Writing by Jax Bulstrode // illustrations by Nea Valdivia
If someone were to google queer icons, the first article to come up would be an article titled ‘Hollywood’s most famous gay icons. A quick scroll through the list would reveal that most of the ‘queer icons’ don’t identify as a part of the lgbtq+ community.
The term “queer icon” is used to describe someone in pop culture, media or the music industry that has influenced or supported gay culture and or rights. They are often ‘camp’ or ‘glamourous’ and overall ‘iconic’. But the most interesting thing about queer icons is that to be defined as such, they do not have to be queer themselves. Britney Spears or Madonna don’t identify as a part of the LGBTQ+ community, these stars’ queer popularity is not found through self-identifying as a part of the LGBTQ community but rather by community-appointed labels.
With the western world becoming more and more accepting and uplifting of queer musicians, I wonder who gets to be a queer icon? Why not rather give the actual queer stars the spotlight?
This is not to say that artists exploring their identity, existing or venturing into the queer spheres without a clear label do not deserve a place to be celebrated. When queer identities or aesthetics are increasingly accepted I think everyone benefits.
Just before I introduce you to your new favourite queer musician, let’s go back to the history book and look at where the term “Queer icon” originated. When thinking of or even searching the internet for gay icons, Judy Garland is one of the first results. A popular actress from the United States known widely for her role in The Wizard of OZ (1939) she quickly gained a large following of gay men. They admired her class, her voice and her talent. In fact, articles about Garland quickly appeared in the Birmingham Gay Liberation Front newsletter without further explanation. They simply were published with the understanding that they would be read and it was silently agreed upon that this stunning young actor was now an icon in the queer community. Since then, many more stars such as Madonna, Cher, and Beyonce have been named Gay or Queer Icons.
When looking at the list of most popular icons I do wonder whether these straight stars are overshadowing actual LGBTQ-identifying celebrities who might be more deserving of the queer icon label.
Sure, in the early 2000s, it was harder to come out publicly, and it certainly still is in some states or countries. And obviously, there is a real privilege in being able to decide to be openly queer, resulting in there being fewer well-known and highly successful queer stars. But for many people times are different and stars such as Troye Sivan, Hayley Kiyoko and Sam Smith, seem to be much more rightfully deserving of the term queer icon.
So let’s have a look at the queer-identifying icons of today. I have compiled a who’s who of artists on my watchlist and regulars on my Spotify playlists.

**Excerpted records:**

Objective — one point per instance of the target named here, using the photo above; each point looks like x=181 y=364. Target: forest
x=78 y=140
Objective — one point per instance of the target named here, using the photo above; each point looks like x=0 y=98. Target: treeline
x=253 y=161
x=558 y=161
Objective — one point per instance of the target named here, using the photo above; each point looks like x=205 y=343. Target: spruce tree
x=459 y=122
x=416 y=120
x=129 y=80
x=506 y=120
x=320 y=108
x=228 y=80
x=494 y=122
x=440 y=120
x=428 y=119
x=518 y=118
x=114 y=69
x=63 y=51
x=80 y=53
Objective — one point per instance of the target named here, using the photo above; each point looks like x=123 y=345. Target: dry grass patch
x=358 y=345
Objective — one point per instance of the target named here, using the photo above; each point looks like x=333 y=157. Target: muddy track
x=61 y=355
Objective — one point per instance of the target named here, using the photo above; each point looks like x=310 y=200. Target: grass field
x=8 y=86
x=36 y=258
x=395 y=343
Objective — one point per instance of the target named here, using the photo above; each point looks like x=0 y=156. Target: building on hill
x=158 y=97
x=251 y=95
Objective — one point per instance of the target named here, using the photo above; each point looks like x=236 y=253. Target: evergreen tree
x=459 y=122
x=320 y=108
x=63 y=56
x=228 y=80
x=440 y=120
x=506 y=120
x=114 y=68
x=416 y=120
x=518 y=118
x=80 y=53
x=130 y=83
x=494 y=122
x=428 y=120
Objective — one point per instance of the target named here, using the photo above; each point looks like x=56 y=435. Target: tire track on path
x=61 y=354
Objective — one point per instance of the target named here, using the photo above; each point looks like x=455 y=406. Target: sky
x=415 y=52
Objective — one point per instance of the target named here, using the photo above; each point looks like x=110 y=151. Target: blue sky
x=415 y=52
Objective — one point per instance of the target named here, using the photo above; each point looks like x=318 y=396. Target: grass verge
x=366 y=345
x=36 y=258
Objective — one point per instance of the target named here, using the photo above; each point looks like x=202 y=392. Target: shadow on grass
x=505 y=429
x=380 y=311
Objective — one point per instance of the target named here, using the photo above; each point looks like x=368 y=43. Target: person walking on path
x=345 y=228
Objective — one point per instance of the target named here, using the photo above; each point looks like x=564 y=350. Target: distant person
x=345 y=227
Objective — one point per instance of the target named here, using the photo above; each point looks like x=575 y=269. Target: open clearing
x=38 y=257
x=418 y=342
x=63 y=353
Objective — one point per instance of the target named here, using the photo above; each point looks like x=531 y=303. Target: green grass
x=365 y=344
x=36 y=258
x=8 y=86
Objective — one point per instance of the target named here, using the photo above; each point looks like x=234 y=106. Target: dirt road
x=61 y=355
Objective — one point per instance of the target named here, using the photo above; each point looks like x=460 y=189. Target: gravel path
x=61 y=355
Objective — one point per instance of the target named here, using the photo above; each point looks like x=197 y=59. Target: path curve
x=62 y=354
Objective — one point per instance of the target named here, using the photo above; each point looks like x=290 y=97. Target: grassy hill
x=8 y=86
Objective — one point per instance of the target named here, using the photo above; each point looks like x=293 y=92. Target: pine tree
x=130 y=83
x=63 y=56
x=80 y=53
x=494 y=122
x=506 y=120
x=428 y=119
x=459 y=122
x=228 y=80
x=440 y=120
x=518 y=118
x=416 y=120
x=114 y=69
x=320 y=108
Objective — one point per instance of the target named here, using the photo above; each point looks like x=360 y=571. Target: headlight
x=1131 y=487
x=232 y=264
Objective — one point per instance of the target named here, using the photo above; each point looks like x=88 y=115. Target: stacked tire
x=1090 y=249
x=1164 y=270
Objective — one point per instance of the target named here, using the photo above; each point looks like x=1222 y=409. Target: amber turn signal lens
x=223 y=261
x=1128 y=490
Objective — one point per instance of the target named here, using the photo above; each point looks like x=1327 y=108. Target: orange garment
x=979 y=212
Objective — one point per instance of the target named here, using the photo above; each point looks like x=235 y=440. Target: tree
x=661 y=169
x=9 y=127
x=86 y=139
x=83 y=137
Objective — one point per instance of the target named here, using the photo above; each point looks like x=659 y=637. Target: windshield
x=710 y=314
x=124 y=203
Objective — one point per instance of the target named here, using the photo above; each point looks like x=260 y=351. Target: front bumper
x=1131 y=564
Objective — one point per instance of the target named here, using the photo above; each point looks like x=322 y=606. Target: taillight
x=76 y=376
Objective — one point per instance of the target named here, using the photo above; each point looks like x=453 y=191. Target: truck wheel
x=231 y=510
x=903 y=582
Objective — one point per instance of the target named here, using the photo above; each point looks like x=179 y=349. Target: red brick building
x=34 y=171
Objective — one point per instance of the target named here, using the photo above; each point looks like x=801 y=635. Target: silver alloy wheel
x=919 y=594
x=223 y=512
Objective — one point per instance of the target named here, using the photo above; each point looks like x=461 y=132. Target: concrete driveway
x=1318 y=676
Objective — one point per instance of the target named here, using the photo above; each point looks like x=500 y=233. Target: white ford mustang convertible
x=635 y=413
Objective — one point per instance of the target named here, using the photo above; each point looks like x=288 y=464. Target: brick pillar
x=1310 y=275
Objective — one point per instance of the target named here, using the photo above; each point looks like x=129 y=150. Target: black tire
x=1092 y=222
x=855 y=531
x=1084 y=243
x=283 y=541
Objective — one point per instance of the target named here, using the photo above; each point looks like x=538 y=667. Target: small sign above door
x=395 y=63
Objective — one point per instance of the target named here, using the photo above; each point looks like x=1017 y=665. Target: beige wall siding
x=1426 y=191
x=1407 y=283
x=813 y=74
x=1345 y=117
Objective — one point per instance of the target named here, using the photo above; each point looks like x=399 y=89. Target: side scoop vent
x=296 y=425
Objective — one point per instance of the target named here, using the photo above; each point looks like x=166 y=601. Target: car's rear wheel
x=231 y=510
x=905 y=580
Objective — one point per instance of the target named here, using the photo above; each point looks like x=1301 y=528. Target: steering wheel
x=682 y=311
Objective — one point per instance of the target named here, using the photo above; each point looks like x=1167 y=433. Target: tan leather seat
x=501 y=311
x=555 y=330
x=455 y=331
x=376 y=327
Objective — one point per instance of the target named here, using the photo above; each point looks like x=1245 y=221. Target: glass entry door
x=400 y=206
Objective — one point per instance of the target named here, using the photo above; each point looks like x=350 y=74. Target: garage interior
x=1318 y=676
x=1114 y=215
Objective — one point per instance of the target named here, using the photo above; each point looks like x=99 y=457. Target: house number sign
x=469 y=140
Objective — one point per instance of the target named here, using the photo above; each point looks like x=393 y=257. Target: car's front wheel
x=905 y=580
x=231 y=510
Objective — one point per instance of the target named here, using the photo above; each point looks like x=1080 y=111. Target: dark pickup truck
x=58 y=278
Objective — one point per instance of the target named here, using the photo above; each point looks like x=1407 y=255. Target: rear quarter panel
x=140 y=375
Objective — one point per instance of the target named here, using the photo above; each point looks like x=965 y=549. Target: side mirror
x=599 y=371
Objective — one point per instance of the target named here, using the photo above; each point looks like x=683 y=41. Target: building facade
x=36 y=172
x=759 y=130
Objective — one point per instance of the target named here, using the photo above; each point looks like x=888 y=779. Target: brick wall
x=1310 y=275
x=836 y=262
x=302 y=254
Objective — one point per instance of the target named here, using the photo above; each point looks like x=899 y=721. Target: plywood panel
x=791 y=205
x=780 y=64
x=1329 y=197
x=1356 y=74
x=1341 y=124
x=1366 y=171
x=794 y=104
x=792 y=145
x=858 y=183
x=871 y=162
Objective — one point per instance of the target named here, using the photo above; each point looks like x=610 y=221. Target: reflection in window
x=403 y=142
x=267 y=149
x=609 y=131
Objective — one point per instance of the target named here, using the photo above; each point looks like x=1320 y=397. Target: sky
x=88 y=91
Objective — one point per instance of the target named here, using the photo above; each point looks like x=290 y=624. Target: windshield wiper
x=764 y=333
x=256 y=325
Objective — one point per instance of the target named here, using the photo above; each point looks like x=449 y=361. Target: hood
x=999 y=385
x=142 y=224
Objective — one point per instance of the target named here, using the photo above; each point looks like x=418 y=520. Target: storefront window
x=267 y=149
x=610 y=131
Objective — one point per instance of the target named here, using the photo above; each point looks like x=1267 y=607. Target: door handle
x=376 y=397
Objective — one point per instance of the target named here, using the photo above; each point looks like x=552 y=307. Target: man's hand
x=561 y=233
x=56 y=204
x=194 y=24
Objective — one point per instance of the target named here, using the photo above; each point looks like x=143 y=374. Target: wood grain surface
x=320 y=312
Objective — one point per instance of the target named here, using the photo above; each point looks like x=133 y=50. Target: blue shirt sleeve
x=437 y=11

**Problems and tasks:**
**1)** Extract from the queer icons article the passage that begins at the words "Writing by Jax" and stops after "by community-appointed labels.".
**2)** In the queer icons article, what role is Judy Garland widely known for?

**Answers for each item:**
**1)**
Writing by Jax Bulstrode // illustrations by Nea Valdivia
If someone were to google queer icons, the first article to come up would be an article titled ‘Hollywood’s most famous gay icons. A quick scroll through the list would reveal that most of the ‘queer icons’ don’t identify as a part of the lgbtq+ community.
The term “queer icon” is used to describe someone in pop culture, media or the music industry that has influenced or supported gay culture and or rights. They are often ‘camp’ or ‘glamourous’ and overall ‘iconic’. But the most interesting thing about queer icons is that to be defined as such, they do not have to be queer themselves. Britney Spears or Madonna don’t identify as a part of the LGBTQ+ community, these stars’ queer popularity is not found through self-identifying as a part of the LGBTQ community but rather by community-appointed labels.

**2)** Her role in The Wizard of OZ (1939).